START Data section
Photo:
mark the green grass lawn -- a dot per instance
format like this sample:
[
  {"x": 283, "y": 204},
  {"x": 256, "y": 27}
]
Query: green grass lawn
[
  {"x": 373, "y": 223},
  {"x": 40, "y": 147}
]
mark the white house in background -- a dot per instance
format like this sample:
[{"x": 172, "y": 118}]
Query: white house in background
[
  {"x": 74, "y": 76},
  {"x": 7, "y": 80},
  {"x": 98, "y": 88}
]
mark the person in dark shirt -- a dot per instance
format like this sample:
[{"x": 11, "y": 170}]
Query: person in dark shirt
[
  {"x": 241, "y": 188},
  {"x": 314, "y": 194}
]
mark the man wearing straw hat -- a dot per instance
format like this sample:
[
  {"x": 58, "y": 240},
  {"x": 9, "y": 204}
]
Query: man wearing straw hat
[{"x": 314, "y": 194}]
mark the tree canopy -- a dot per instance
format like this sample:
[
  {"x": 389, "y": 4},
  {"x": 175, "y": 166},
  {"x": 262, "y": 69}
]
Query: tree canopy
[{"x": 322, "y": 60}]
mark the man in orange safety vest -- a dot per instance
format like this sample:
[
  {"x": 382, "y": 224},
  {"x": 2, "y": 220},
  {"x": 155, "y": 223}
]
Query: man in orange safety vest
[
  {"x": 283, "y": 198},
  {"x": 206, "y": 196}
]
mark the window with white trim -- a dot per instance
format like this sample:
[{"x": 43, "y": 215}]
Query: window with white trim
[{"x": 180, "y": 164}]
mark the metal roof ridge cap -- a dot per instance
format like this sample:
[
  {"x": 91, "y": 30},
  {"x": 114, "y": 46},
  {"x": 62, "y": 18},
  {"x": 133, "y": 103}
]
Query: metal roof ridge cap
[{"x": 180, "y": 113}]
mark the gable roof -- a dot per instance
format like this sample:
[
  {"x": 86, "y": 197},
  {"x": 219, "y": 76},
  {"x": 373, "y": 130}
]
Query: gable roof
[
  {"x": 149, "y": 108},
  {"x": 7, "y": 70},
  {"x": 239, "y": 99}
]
END Data section
**Directions for this task:**
Format the lines of the listing, from the line containing "mark the man wearing" through the last line of the listing, as a Markdown table with the columns Row and Line, leaving out blank lines.

**Complete response:**
| Row | Line |
|---|---|
| 1 | mark the man wearing straw hat -- a dot per instance |
| 2 | format like this sample: |
| 3 | [ |
| 4 |   {"x": 58, "y": 240}, |
| 5 |   {"x": 9, "y": 204} |
| 6 | ] |
| 7 | Query: man wearing straw hat |
| 8 | [{"x": 314, "y": 194}] |
| 9 | mark the tree canopy -- a dot per instance |
| 10 | format like this sample: |
| 11 | [ |
| 12 |   {"x": 389, "y": 4}, |
| 13 |   {"x": 175, "y": 166}, |
| 14 |   {"x": 262, "y": 69} |
| 15 | ] |
| 16 | Query: tree canopy |
| 17 | [{"x": 322, "y": 60}] |
| 18 | mark the man in orange safety vest -- a dot per instance |
| 19 | format like this sample: |
| 20 | [ |
| 21 |   {"x": 382, "y": 224}, |
| 22 |   {"x": 2, "y": 220}, |
| 23 |   {"x": 155, "y": 223} |
| 24 | ] |
| 25 | Query: man in orange safety vest |
| 26 | [ |
| 27 |   {"x": 283, "y": 198}, |
| 28 |   {"x": 206, "y": 196} |
| 29 | ] |
| 30 | mark the window with white trim -- a dot per instance |
| 31 | format like this sample: |
| 32 | [{"x": 43, "y": 215}] |
| 33 | Query: window with white trim |
| 34 | [{"x": 180, "y": 164}] |
| 35 | mark the metal roof ridge cap -- a dot per instance |
| 36 | format like this sample: |
| 37 | [ |
| 38 |   {"x": 91, "y": 30}, |
| 39 |   {"x": 114, "y": 46}, |
| 40 |   {"x": 62, "y": 18}, |
| 41 |   {"x": 133, "y": 103} |
| 42 | ] |
| 43 | Query: metal roof ridge cap |
| 44 | [{"x": 180, "y": 113}] |
| 45 | mark the gable roof -- a dot per instance |
| 46 | format like this sample: |
| 47 | [ |
| 48 |   {"x": 86, "y": 197}, |
| 49 |   {"x": 219, "y": 76}, |
| 50 |   {"x": 373, "y": 130} |
| 51 | ] |
| 52 | Query: gable roof |
| 53 | [ |
| 54 |   {"x": 149, "y": 108}, |
| 55 |   {"x": 7, "y": 70}, |
| 56 |   {"x": 239, "y": 99} |
| 57 | ] |